When the word "blue" shows up in a line of the records below, copy that line.

### Exercise materials
···
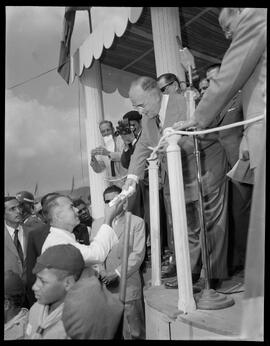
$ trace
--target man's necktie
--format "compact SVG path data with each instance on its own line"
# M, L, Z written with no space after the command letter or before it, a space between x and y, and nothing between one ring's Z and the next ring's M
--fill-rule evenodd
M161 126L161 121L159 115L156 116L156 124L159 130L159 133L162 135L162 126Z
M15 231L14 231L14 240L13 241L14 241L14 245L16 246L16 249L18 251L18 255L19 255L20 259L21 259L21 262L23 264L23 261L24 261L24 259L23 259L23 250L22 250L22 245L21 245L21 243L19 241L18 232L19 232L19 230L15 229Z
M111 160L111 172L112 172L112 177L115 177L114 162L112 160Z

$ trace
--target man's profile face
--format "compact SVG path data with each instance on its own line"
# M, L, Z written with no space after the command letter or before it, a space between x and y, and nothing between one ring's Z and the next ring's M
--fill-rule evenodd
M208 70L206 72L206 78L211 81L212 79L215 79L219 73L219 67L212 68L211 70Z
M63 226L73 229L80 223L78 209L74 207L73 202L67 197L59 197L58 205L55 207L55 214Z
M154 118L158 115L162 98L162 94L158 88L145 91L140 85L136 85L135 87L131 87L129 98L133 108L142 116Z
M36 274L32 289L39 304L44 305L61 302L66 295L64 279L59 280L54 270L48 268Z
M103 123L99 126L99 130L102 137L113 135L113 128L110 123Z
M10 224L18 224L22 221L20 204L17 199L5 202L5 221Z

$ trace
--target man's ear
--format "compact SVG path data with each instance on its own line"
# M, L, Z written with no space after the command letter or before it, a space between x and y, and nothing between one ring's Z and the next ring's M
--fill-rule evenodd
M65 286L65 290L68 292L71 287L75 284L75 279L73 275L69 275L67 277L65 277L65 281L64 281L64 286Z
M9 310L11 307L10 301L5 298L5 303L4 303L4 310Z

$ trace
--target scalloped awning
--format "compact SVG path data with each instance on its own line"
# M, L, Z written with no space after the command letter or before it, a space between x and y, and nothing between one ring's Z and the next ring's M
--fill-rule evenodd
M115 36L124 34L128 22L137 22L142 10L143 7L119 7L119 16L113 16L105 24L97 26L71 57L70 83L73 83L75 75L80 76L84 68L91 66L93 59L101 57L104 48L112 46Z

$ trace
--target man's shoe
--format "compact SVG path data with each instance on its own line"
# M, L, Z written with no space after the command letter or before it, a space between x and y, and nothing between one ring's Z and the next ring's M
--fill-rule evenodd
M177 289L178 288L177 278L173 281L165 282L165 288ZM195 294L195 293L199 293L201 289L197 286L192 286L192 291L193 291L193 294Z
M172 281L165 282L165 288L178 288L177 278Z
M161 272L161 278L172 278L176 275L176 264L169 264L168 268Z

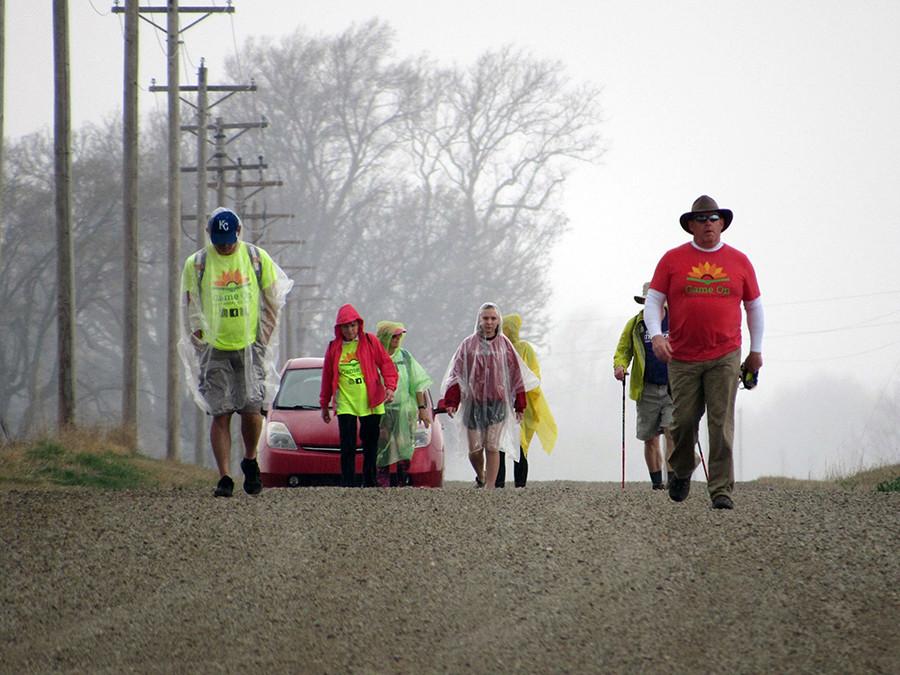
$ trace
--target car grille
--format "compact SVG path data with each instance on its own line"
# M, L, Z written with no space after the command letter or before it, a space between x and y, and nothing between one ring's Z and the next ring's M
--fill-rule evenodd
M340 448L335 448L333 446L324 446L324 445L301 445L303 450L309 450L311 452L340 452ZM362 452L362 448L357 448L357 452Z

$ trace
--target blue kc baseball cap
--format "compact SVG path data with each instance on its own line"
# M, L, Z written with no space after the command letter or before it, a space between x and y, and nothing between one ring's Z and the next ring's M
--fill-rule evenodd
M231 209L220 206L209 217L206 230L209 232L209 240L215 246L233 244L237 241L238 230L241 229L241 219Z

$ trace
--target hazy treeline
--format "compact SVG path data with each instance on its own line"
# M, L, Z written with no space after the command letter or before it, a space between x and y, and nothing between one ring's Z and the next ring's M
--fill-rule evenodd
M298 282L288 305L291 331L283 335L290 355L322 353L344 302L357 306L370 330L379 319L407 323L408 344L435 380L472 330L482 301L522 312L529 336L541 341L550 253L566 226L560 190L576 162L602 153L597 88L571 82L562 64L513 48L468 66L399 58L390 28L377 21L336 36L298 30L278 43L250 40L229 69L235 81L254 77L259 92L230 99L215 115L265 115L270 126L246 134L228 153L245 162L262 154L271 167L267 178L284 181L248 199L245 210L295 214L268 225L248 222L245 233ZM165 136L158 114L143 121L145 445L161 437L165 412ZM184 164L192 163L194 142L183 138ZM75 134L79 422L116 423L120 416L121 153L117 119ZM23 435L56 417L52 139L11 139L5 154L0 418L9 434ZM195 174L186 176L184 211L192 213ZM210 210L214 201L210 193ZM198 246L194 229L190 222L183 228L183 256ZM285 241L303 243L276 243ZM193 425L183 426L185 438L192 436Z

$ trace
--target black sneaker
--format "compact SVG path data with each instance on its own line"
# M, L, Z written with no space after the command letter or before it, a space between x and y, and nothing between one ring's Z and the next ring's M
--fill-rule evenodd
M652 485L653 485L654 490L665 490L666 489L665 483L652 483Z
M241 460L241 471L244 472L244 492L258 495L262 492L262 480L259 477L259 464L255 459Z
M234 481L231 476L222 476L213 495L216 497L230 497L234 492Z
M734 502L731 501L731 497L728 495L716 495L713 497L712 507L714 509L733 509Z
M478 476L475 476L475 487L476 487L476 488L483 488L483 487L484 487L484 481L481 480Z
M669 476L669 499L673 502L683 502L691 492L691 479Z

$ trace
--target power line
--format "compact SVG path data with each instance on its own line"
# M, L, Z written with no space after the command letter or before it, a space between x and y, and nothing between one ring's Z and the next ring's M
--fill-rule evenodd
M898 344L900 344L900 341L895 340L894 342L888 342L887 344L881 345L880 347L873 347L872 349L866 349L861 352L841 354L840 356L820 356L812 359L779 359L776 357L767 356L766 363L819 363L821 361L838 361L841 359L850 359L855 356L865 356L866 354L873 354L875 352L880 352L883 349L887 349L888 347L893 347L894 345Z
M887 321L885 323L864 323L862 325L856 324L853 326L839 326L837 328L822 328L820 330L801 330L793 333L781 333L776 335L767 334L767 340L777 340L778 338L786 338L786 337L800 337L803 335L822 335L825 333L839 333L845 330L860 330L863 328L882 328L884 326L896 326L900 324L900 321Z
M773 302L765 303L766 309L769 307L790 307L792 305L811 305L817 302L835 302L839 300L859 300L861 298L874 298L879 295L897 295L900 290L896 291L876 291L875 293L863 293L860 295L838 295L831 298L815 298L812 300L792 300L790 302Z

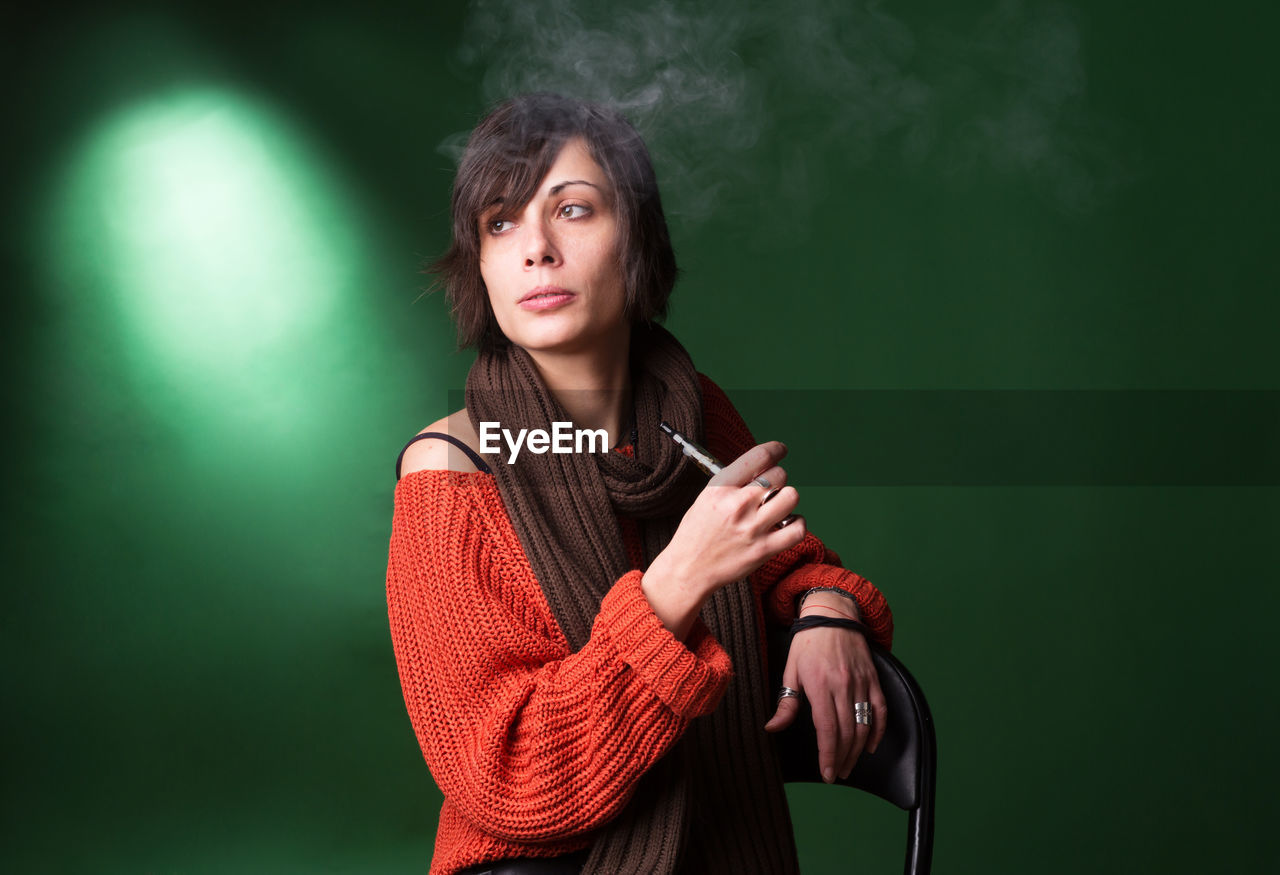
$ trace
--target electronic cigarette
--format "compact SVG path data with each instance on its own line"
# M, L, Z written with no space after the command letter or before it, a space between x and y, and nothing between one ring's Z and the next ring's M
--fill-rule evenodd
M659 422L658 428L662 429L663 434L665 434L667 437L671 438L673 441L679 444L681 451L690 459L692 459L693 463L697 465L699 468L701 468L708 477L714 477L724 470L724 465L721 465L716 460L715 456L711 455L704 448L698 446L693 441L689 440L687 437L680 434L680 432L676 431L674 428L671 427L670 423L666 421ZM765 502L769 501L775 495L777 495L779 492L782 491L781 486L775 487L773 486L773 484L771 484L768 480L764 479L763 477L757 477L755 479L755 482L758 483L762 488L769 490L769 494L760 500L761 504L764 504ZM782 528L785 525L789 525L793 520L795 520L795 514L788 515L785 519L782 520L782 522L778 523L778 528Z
···
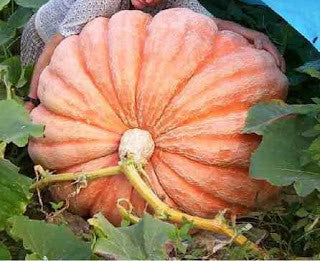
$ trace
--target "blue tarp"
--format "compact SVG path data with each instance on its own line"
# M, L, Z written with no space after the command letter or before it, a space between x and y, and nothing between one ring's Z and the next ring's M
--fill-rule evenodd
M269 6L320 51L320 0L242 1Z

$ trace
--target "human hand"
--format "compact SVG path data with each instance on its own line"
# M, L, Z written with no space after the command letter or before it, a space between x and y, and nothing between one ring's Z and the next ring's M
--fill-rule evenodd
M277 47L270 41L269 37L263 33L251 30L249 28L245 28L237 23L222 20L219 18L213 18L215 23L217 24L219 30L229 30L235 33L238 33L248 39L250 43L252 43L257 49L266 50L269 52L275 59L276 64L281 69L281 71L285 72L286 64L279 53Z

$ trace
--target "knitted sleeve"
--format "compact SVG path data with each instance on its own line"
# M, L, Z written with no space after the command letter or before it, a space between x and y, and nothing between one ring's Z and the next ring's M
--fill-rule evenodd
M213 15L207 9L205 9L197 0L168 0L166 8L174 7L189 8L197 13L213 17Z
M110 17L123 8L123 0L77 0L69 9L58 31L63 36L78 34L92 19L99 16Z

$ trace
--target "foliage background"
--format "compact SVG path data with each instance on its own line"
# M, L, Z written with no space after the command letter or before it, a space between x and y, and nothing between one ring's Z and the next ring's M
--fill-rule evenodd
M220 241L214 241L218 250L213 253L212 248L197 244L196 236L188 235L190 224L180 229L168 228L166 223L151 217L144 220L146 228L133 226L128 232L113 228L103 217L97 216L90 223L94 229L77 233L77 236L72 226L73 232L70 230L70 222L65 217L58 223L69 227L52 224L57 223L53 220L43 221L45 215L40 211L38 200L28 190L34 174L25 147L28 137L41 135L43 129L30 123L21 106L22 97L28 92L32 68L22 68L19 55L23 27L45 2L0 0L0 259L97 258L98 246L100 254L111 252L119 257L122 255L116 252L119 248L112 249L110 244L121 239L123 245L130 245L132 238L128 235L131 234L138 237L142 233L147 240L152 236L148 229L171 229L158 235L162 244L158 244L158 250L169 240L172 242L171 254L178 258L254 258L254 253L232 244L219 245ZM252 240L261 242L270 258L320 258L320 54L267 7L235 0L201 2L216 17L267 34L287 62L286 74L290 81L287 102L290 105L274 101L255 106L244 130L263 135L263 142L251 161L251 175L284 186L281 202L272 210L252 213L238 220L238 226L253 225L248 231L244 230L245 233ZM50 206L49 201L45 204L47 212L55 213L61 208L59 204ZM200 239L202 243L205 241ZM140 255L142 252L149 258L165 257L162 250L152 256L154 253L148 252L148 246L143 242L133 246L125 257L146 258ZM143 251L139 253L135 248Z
···
### Your solution
--target blue kc baseball cap
--target "blue tarp"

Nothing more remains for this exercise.